There was an uneasy moment of silence, and I felt as if I was being sized up by a bunch of very eager salesmen. Should I press ahead with my most serious reservations, fed by the ache that still haunted me from seeing the faces of innocent people tracked by death in places like Tingi-Tingi and Ubundu, or should I let their story unfurl all of its own energy, limiting myself to pro forma questions to show that I was engaged?

The CIA man, who had lived up to the secretive image of his profession throughout the trip, sharing the merest scraps of dialogue with me and then tuning me out before I could pin him down on anything, including his name, suddenly piped up. “We didn’t know about [plans for a rebellion]. We weren’t informed about it. We didn’t have any intel on it until the attacks first started in the Uvira region,” he said. “We knew that at a minimum [the Rwandan army] wanted to push the refugees back from the border, and at a maximum, in my view, they would want to kill them.

“When the rebellion took off, we were caught playing catch-up, and the Zairians got steamrolled. There is no wink and a nod. There was never a wink and a nod.”

APPLY WHAT YOU READ:
- A) Condense the paragraph of the Zaire rebellion passage that begins "The CIA man, who had lived up to" into a short bulleted list that keeps its main facts.
- B) In the Zaire rebellion passage, what fed the narrator's most serious reservations? Answer in one to three sentences.
- C) Carry the Zaire rebellion passage forward from its last sentence.

[Recorded data]

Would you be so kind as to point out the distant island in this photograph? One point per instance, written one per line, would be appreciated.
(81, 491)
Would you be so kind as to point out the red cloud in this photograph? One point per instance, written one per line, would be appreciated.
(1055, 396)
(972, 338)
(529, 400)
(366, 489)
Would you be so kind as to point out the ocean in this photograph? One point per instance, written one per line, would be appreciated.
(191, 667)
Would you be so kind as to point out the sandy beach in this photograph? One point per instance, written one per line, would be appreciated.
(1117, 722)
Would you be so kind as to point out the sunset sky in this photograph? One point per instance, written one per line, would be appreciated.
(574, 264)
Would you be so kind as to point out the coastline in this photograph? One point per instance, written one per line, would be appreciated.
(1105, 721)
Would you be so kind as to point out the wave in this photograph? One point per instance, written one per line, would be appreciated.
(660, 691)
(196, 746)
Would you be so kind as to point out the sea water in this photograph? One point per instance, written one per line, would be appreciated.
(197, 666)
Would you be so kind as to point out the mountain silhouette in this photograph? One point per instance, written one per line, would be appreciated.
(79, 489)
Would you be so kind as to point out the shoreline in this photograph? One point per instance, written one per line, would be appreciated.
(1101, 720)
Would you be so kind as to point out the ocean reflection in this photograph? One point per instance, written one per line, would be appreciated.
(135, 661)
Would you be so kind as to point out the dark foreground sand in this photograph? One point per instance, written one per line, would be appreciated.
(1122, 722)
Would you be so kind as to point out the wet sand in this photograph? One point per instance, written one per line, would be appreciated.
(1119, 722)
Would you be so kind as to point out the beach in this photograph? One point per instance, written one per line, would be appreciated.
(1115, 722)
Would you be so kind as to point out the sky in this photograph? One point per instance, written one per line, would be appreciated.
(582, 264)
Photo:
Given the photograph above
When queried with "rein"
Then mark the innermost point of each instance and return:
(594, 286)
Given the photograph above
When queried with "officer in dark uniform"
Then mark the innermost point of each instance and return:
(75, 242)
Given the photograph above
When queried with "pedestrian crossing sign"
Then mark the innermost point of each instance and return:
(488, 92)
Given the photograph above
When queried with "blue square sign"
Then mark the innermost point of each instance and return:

ANSWERS TO THE EXERCISE:
- A)
- Throughout the trip, the CIA man had kept to the secretive image of his profession. He shared only scraps of conversation and never gave his name.
- He suddenly spoke up and said the US had not been told about the plans for a rebellion.
- He said they had no intelligence on it until the attacks began in the Uvira region.
- He said they knew the Rwandan army wanted at least to push the refugees back from the border. In his view, at most it would want to kill them.

- B) The narrator's reservations were fed by an ache that still lingered from seeing the faces of innocent people tracked by death. This happened in places like Tingi-Tingi and Ubundu.

- C)
We were running against the clock in Kisangani. There was an absurd proposition behind the stopover: a photo-op amid a holocaust. In the forest less than thirty miles away, extraordinarily unspeakable things had been happening. According to the latest reports, the AFDL had blocked access to one of the last refugee-gathering points south of Kisangani, a place of horrific death with no more descriptive name than its distance marker, Kilometer 42. Bulldozers had been sighted heading south down the road from Kisangani, and relief agency officials who had passed nearby on a train said the area reeked of incinerated bodies. Stories were spreading from Zairian villagers of daily roundups of the emaciated and diseased Hutu who straggled up the road toward Kisangani. Mini-massacres had become the routine, and women and children were given no more mercy than the men, who were ostensibly suspected of carrying out the anti-Tutsi genocide in Rwanda three years before.

Mocking Kabila’s promises, UN officials were being turned back by Tutsi soldiers every time they tried to venture down the road that leads south out of town. The pretense for their refusal to allow forward passage was that they had never received any orders to that effect. Each night, meanwhile, under the cover of the equatorial forest, the bonfires and the bulldozers continued to do their work.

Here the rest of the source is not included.